Stored items from a collection
↓↓↓

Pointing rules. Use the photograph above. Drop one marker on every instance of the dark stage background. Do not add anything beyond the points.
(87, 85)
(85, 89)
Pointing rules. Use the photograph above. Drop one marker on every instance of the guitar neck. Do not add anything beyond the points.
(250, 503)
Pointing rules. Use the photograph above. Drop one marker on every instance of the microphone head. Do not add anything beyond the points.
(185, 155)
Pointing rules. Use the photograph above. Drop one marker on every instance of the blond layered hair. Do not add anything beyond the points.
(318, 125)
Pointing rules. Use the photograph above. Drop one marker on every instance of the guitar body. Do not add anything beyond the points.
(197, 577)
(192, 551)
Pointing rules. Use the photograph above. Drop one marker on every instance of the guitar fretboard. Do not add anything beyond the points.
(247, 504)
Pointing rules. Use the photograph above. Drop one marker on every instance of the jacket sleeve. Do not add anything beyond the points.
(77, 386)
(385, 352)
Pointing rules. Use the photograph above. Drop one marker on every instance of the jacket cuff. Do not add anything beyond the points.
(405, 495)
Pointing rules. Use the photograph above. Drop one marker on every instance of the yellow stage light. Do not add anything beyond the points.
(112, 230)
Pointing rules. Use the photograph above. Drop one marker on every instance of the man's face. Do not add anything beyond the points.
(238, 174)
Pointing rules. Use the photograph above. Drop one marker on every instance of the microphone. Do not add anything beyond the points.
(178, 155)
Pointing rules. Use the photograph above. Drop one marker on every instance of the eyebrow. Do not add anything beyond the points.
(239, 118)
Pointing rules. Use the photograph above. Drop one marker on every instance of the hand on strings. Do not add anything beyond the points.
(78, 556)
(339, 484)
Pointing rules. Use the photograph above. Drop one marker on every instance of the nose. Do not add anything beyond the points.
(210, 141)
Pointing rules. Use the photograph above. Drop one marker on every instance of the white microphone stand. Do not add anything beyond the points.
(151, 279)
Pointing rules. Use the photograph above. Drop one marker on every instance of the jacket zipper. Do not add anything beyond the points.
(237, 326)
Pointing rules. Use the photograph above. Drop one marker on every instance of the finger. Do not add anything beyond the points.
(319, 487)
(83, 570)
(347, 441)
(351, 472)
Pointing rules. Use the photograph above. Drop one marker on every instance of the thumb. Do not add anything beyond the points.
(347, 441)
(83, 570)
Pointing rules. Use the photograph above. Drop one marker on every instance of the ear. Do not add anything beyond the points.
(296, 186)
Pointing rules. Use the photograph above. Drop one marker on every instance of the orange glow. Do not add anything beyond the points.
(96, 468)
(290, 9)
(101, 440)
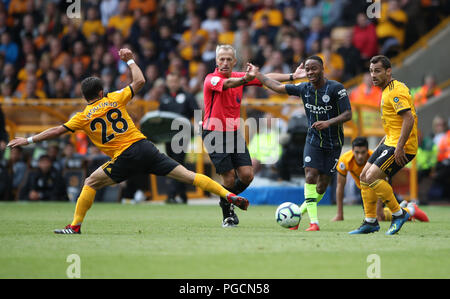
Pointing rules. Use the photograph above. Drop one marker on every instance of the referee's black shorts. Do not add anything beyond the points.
(142, 157)
(227, 150)
(383, 157)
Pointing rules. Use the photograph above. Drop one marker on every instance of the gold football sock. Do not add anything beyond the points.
(207, 184)
(369, 200)
(84, 203)
(385, 192)
(387, 214)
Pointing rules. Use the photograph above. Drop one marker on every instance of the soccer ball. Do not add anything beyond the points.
(288, 214)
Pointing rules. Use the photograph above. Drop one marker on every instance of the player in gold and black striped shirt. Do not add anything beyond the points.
(396, 149)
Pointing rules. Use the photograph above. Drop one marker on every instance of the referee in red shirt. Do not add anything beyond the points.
(222, 93)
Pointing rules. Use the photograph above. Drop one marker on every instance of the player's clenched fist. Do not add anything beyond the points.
(125, 54)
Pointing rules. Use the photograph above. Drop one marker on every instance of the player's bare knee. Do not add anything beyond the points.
(246, 177)
(321, 188)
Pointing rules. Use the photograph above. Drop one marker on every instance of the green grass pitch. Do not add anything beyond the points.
(179, 241)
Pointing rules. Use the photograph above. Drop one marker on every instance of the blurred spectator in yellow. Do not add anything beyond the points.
(427, 91)
(440, 127)
(121, 21)
(57, 55)
(309, 11)
(146, 6)
(92, 25)
(108, 8)
(265, 29)
(212, 22)
(193, 37)
(391, 27)
(333, 62)
(8, 48)
(366, 92)
(365, 37)
(444, 148)
(274, 15)
(316, 33)
(31, 90)
(18, 7)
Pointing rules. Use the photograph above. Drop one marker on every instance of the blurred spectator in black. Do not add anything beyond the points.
(440, 127)
(333, 63)
(175, 99)
(8, 75)
(8, 48)
(391, 28)
(46, 183)
(441, 178)
(265, 29)
(71, 159)
(351, 56)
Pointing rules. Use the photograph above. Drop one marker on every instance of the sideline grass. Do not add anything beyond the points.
(161, 241)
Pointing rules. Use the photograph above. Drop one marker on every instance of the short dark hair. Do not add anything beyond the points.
(316, 58)
(90, 87)
(360, 141)
(385, 62)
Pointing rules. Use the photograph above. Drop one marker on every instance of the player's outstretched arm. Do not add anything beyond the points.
(271, 83)
(250, 74)
(299, 73)
(136, 73)
(45, 135)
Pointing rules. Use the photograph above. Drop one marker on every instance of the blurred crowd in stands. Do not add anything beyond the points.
(45, 54)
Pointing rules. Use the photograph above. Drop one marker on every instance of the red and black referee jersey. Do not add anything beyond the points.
(222, 107)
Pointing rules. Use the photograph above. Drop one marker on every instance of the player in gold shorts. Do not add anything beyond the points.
(353, 162)
(396, 149)
(106, 122)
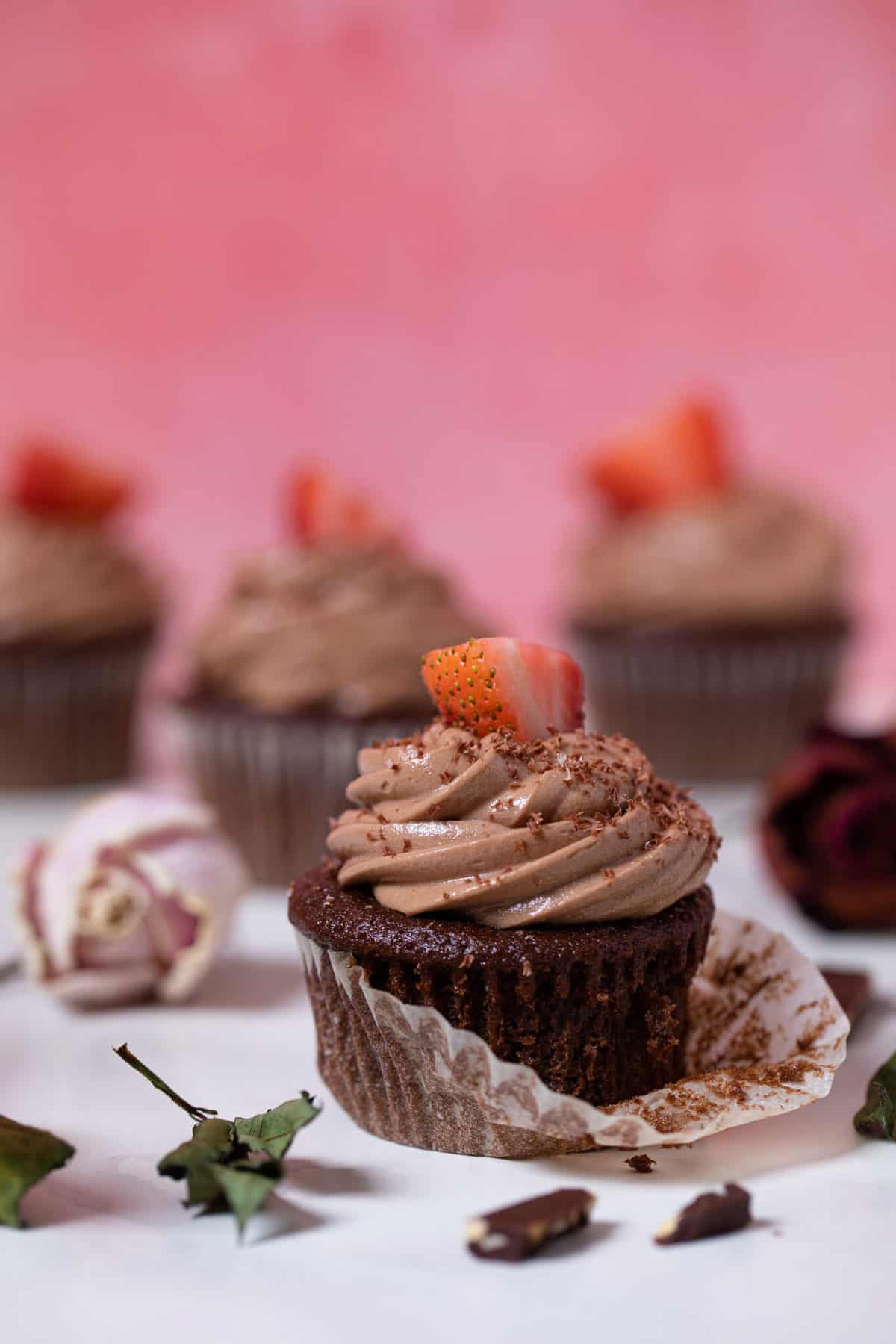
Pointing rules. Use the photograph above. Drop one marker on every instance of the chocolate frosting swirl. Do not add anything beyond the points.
(746, 556)
(573, 830)
(67, 584)
(335, 628)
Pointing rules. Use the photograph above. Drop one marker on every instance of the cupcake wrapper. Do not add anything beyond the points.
(274, 781)
(712, 710)
(67, 718)
(765, 1036)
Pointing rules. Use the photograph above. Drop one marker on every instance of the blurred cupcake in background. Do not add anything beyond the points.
(314, 651)
(709, 611)
(77, 621)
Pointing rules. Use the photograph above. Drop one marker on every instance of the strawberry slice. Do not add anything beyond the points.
(321, 510)
(501, 683)
(53, 483)
(673, 458)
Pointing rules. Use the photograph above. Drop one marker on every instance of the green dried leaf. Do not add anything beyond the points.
(193, 1112)
(877, 1117)
(26, 1156)
(274, 1130)
(231, 1164)
(246, 1184)
(213, 1142)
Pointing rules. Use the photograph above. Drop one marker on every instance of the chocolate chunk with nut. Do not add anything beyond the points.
(709, 1216)
(850, 989)
(519, 1230)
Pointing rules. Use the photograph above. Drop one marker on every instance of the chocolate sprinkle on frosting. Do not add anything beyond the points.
(571, 830)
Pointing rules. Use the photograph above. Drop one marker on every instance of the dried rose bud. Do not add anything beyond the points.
(829, 830)
(131, 900)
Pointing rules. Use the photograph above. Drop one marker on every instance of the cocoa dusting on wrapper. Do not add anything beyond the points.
(766, 1036)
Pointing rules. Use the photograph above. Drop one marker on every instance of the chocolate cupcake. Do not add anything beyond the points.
(546, 895)
(77, 623)
(709, 615)
(314, 652)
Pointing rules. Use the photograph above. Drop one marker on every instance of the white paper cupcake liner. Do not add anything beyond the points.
(276, 780)
(766, 1036)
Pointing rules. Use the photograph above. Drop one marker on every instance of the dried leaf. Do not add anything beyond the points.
(213, 1142)
(26, 1156)
(246, 1184)
(230, 1164)
(877, 1117)
(273, 1132)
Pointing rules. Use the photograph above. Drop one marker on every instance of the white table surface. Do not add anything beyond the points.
(366, 1239)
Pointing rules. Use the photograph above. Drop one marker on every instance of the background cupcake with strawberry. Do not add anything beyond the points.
(78, 616)
(709, 612)
(314, 651)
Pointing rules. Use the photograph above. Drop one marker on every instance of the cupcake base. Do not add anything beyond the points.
(722, 705)
(598, 1012)
(67, 714)
(276, 779)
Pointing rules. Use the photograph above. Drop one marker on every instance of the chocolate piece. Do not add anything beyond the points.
(709, 1216)
(850, 988)
(641, 1163)
(519, 1230)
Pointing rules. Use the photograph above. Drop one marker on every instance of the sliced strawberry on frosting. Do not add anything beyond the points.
(669, 460)
(54, 483)
(321, 510)
(501, 683)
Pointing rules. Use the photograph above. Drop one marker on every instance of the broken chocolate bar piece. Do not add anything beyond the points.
(709, 1216)
(641, 1163)
(519, 1230)
(850, 988)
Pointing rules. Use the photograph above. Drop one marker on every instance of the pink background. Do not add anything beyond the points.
(444, 243)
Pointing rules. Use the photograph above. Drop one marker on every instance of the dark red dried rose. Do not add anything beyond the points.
(829, 830)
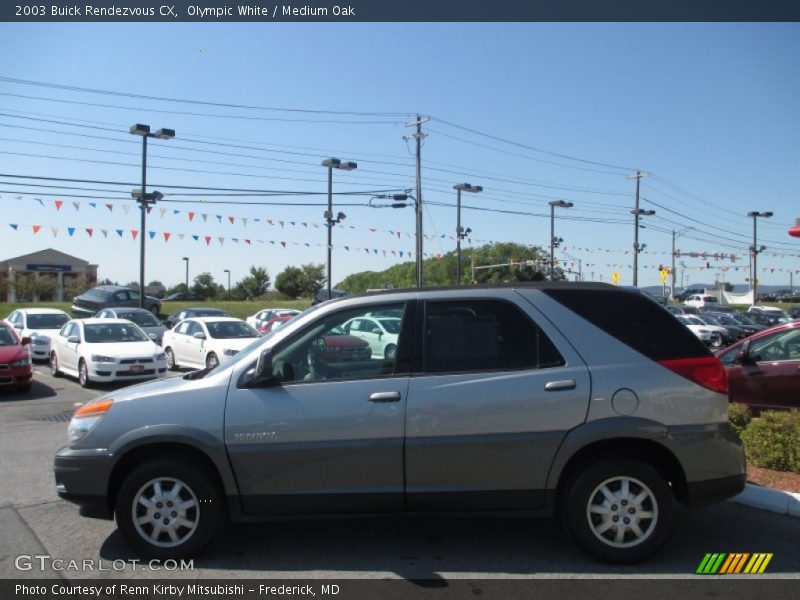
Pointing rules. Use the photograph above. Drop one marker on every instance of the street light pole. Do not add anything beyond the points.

↑↑↑

**REQUEST**: Copy out the records word for word, from the line with "swirl. Do not add anything beyond the points." up to and including the line with "(765, 1036)".

**EXERCISE RESPONSE**:
Pointing rules. Use the photograph above. Drop one marker on every instance of the chocolate frosting swirl. Do not add anything beyond the points.
(746, 556)
(573, 830)
(67, 584)
(335, 628)
Pointing rules. Use the photograph above. Drop one marker on every instance of the cupcake wrapper. Do not add anything beyond the points.
(274, 781)
(712, 710)
(67, 718)
(765, 1036)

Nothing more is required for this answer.